Hypothesis 1c: Professionals will report less error learning when they experience stronger (rather than weaker) negative emotions related to the error.

2.1.4. High time pressure

Fourth, auditors frequently experience time pressure (Pierce and Sweeney, 2004; Gold et al., 2022), rooted in the cyclical and commercial nature of auditing. Auditors are faced with strict filing deadlines, as an audit becomes more profitable when auditors use fewer hours than paid for upfront by the client (i.e., Kelley and Margheim, 1990; DeZoort and Lord, 1997). Several organizational behavior studies suggest that contextual factors causing time pressure can impair learning from errors for two main reasons (Zhao and Olivera, 2006; Homsma et al., 2009; Putz et al., 2012). First, when individuals attribute errors to external causes such as time pressure, it is less likely that they will recognize the opportunity to learn, as they first seek closure (Ellis and Davidi, 2005; Putz et al., 2012). While such a strategy enables them to meet important deadlines, it may be problematic for learning because it leads to superficial error analysis, at best (Kruglanski et al., 1993; Putz et al., 2012). Second, high time constraints may cause individuals to use information-processing strategies that limit their cognitive capability (Zhao and Olivera, 2006), which is an essential element of learning from errors (Rasmussen, 1986; Metcalfe, 2017). Both Ford et al. (1989) and Zhao and Olivera (2006) found that professionals ignore competing hypotheses and filter out contradicting information under time pressure, limiting decision making in the short term and learning in the long term, as was also found in two related audit-specific studies (Choo, 1995; Glover, 1997). Consequently, we hypothesize the following:

Hypothesis 1d: Professionals will report less error learning when they experience more (rather than less) time pressure.

2.2. The moderating role of EMC for error learning

We explore whether the negative relationships between the four work conditions and error learning is moderated by auditors’ perceptions of the error management climate (EMC). In their landmark paper, van Dyck et al. (2005) distinguish between two facets of EMC; an open EMC is characterized by organizations or management showing a high tolerance for making errors, as long as learning occurs and errors are not repeated. At the other extreme, in a blame EMC, making errors is considered unacceptable and therefore should be penalized to prevent reoccurrence. We aim to understand whether perceptions of an open EMC can mitigate the negative consequences of the four work conditions for error learning, while perceptions of a blame EMC may exacerbate the negative relationships predicted in Hypothesis 1a–d. This argument builds on Salancik and Pfeffer’s (1978) social information-processing theory, which posits that individuals interpret their work environment through their own personal lens based on past experiences, socialization, and personal values, and that this personal interpretation, rather than the work environment itself, drives an individual’s attitudes and behaviors within the work context. For non-error-specific learning, this notion is empirically shown by, for example, Eldor and Harpaz (2016), Park and Rothwell (2009), and Mikkelsen et al. (1998). Consequently, we focus on individual perceptions of error management values, beliefs, and behaviors within audit firms in relation to the four work conditions and individual-level error learning.

* Listed records *
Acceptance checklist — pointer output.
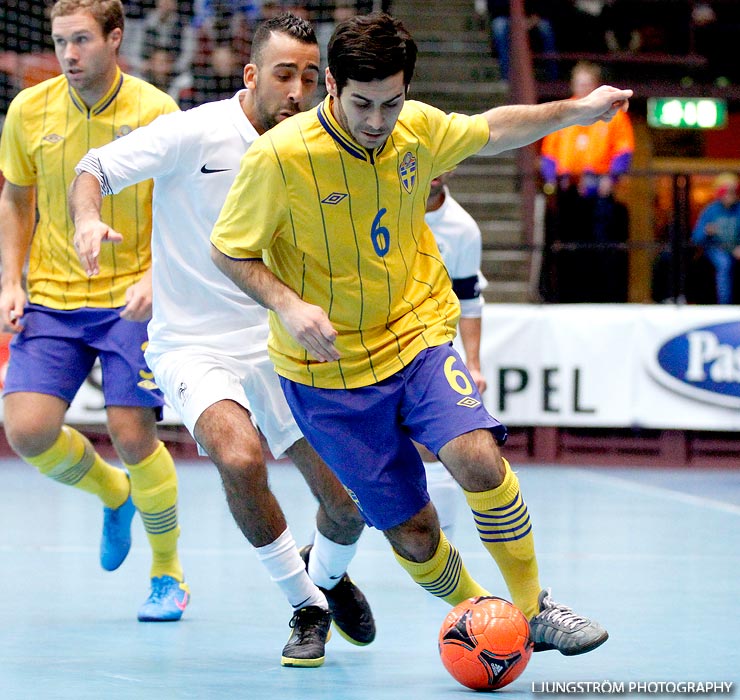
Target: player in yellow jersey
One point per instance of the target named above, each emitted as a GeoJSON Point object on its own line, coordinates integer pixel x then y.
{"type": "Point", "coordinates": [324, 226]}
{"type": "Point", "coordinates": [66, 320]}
...
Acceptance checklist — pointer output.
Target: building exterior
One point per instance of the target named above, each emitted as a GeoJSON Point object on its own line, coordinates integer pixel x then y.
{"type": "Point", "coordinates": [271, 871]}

* Set task 1 *
According to the passage on error learning in auditing, which two facets of the error management climate do van Dyck et al. (2005) distinguish?
* Set task 2 *
Reproduce the passage on error learning in auditing word for word, starting with "Hypothesis 1c: Professionals" and going on through "to the error.".
Rely solely on the passage on error learning in auditing, not on the items.

* Written response 1 *
An open EMC and a blame EMC.

* Written response 2 *
Hypothesis 1c: Professionals will report less error learning when they experience stronger (rather than weaker) negative emotions related to the error.